EXTRACTED INFORMATION START

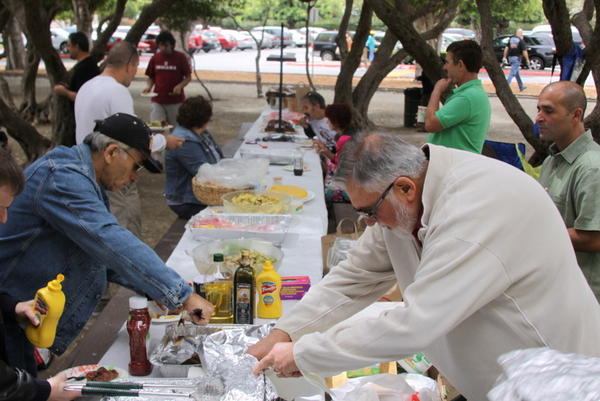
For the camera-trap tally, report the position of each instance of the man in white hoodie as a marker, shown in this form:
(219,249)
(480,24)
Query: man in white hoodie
(481,256)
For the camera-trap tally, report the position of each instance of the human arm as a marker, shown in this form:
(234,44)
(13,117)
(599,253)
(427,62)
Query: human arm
(432,123)
(62,90)
(585,241)
(73,205)
(178,89)
(448,288)
(149,85)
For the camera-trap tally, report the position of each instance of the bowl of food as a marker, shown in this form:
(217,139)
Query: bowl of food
(252,201)
(260,251)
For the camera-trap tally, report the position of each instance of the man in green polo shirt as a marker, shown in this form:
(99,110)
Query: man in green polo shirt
(463,121)
(571,174)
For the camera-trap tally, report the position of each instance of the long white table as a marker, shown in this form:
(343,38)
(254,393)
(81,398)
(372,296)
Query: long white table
(301,248)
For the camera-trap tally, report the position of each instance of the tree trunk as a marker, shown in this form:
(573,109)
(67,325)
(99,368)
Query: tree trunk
(13,43)
(34,145)
(343,84)
(28,109)
(399,22)
(505,94)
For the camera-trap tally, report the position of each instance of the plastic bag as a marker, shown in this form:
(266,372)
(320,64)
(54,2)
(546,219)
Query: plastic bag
(547,375)
(234,173)
(407,387)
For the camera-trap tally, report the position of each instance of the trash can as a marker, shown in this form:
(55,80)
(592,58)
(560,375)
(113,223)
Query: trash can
(412,98)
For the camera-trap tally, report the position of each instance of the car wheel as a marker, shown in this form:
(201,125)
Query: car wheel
(536,63)
(326,55)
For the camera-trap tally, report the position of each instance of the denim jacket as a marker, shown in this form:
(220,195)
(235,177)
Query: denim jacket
(60,223)
(182,164)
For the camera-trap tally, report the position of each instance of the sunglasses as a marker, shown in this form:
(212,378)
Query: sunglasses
(370,213)
(139,166)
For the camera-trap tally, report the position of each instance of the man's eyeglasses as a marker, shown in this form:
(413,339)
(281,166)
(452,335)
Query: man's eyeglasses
(139,166)
(370,213)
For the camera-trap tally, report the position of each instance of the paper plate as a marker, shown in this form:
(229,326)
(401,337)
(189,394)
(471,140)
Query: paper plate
(291,168)
(78,372)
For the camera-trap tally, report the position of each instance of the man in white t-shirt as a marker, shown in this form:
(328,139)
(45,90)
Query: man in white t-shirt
(103,96)
(315,124)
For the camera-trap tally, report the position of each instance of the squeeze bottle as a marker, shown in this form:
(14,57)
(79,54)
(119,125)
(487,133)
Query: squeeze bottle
(48,306)
(268,284)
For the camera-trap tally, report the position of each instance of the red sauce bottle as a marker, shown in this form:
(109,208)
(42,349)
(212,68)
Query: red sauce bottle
(138,327)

EXTRACTED INFORMATION END

EXERCISE DESCRIPTION –
Leaving out the pictures, return the records exactly as given.

SOLUTION TO THE EXERCISE –
For the camera-trap tally, report the position of each instance of the man in white hoodie as a marker, shown in this form:
(219,249)
(480,24)
Query: man in white hoodie
(481,256)
For the camera-trap tally, report the position of each instance of the human arm as a marker, shown in this form:
(234,44)
(13,117)
(599,253)
(427,62)
Query: human arm
(432,123)
(62,90)
(585,241)
(73,205)
(178,89)
(448,288)
(149,85)
For the camera-trap tally, report the position of each instance of the bowl of food as a marker, shown in this form:
(217,139)
Query: bowl of food
(252,201)
(260,251)
For the camera-trap tally, report the position of each instance of the man in green polo shirt as a marker, shown in this form:
(99,110)
Query: man in green polo shirt
(463,121)
(571,174)
For the camera-trap tally, report the position of each instance of the long white table as a marker, shown in this form:
(343,38)
(254,393)
(81,398)
(372,296)
Query: long white table
(301,248)
For the camera-trap tally, report the position of each instance of the tree trunk as a marker, shown in this form:
(573,109)
(67,325)
(99,368)
Query: tree trunk
(13,43)
(34,145)
(343,84)
(28,109)
(399,22)
(505,94)
For the camera-trap tally, report the position of each instance of the plastic bag as a marker, shown in this form:
(266,372)
(320,64)
(54,2)
(546,219)
Query: plastic bag
(547,375)
(234,173)
(407,387)
For the camera-trap tally, report the position of each instance of the trash can as a marker, shown in this form:
(55,80)
(592,58)
(560,375)
(113,223)
Query: trash can
(412,98)
For the camera-trap tally, report the position of each instance of the car wheel as a marker, shown in this form:
(201,125)
Query: car wheel
(536,63)
(326,55)
For the camera-trap tally, report the position of each instance of the denim jacket as a marker, shown in this form:
(220,195)
(235,177)
Query: denim jacket
(60,223)
(182,164)
For the camera-trap tally, report the position of each instance of the sunglasses as a marker, shown in this form:
(212,378)
Query: sunglasses
(370,213)
(139,166)
For the camera-trap tally, report the position of each instance of the man's eyeglasses as a marker, shown in this form:
(413,339)
(281,166)
(452,335)
Query: man's eyeglasses
(139,166)
(370,213)
For the camera-trap tally, report the position of each instance of the paper plate as a marker, shown in this form:
(229,326)
(401,337)
(189,394)
(471,140)
Query: paper plate
(291,168)
(78,372)
For the camera-trap tally, report the position of each instance of the man in white t-shirt as a marker, shown in this form:
(328,139)
(45,90)
Query: man in white t-shirt
(103,96)
(315,124)
For the camera-trap tally, report the position of each instance of the squeeze bottle as a marker, shown in this form:
(14,57)
(79,54)
(119,125)
(487,133)
Query: squeeze bottle
(48,306)
(268,284)
For the camera-trap tally, report the position of each instance of the red sauce bottle as a marker, shown in this form:
(109,208)
(42,349)
(212,68)
Query: red sauce bottle
(138,327)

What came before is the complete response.